## [RECORDS SHOWN]

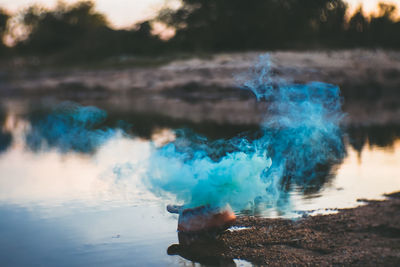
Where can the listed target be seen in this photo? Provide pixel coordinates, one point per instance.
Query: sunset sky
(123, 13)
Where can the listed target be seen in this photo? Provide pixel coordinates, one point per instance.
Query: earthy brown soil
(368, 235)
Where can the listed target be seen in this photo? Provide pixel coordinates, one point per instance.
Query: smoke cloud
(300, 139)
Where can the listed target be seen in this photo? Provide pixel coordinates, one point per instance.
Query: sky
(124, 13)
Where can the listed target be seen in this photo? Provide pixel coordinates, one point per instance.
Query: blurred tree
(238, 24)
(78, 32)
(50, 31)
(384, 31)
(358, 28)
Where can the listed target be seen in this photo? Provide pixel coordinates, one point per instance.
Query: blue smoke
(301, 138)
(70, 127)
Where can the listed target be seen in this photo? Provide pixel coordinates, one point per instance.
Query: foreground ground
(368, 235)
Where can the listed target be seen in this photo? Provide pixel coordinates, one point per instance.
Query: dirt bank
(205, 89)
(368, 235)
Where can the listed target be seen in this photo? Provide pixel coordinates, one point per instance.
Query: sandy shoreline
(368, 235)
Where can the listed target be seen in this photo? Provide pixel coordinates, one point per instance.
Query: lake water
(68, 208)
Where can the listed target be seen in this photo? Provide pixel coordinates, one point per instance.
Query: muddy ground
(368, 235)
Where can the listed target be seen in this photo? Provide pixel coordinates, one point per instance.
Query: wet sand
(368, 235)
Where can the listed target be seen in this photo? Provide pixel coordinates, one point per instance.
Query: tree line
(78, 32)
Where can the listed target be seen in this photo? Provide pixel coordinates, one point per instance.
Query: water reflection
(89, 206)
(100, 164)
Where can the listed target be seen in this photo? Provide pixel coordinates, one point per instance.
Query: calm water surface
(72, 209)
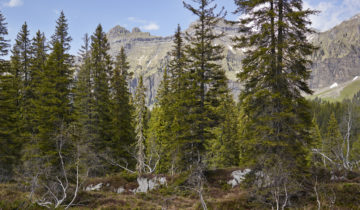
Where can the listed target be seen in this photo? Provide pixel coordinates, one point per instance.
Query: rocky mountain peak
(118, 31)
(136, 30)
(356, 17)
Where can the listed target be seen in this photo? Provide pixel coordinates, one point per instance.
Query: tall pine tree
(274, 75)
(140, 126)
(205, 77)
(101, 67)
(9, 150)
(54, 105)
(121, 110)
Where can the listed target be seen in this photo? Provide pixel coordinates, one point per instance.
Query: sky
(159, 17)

---

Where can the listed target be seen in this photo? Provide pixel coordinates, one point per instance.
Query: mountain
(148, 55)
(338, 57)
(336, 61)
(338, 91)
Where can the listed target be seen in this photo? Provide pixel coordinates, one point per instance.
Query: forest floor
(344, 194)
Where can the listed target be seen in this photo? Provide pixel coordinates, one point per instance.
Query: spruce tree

* * *

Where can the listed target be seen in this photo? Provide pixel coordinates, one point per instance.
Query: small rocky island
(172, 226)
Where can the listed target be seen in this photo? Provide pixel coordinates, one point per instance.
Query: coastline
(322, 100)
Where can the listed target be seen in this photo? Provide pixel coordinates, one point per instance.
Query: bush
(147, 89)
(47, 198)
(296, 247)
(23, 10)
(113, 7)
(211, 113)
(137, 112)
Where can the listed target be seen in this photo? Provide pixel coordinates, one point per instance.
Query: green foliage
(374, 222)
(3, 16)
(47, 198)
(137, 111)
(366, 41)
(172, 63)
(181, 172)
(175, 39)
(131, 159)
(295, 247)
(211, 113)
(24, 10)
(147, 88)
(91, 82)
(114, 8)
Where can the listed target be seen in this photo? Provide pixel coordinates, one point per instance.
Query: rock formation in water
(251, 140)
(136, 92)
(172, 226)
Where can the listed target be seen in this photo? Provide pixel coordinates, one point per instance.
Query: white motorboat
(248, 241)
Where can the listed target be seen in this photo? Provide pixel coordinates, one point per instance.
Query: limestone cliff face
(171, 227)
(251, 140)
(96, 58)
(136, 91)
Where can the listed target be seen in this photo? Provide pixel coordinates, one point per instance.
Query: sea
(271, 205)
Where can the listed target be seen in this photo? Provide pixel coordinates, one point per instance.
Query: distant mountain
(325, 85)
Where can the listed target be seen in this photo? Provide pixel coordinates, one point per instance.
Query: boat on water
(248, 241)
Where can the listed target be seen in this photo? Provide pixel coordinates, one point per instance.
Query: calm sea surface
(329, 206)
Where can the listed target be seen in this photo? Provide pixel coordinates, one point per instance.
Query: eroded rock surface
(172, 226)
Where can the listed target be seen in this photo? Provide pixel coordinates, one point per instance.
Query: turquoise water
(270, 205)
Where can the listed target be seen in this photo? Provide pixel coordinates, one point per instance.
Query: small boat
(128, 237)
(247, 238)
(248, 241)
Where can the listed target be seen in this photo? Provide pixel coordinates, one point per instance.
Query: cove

## [WHAT YOU WILL DO]
Please give an exact copy of the entries above, from the line with "Query: white motorboat" down to the line with "Query: cove", inclusive, and nothing else.

## [SOLUTION]
Query: white motorboat
(248, 241)
Where can the listed target be seen in this photo? Provide pixel coordinates, one point per instance.
Query: limestone cliff face
(171, 227)
(251, 140)
(96, 58)
(136, 91)
Where can the listed target be seen in this photo? Provide pixel coordinates, one point per instance.
Query: sea
(271, 205)
Where can the listed target be seen in this photo? Provide pixel coordinates, one point per instance.
Query: distant mountain
(325, 85)
Where can the listed target be seen in this photo? Provide pixel coordinates, one point per instance.
Query: boat on water
(248, 241)
Where can the listed target be seen in this photo? Provide pixel coordinates, one point per instance.
Query: calm sea surface
(329, 206)
Where can the listed target be seen in this photo? Provide pixel coordinates, one point per instance.
Query: eroded rock surface
(172, 226)
Where can the listed target be seen in this photo? Provide pixel coordinates, one point per instance.
Query: turquoise water
(270, 205)
Where can the listed target be seen in this photo? Provide pixel coordinates, one point per instance.
Query: small boat
(128, 237)
(247, 238)
(248, 241)
Where can the listed target be seen in this photo? Provide pixel coordinates, one point per instance.
Query: cove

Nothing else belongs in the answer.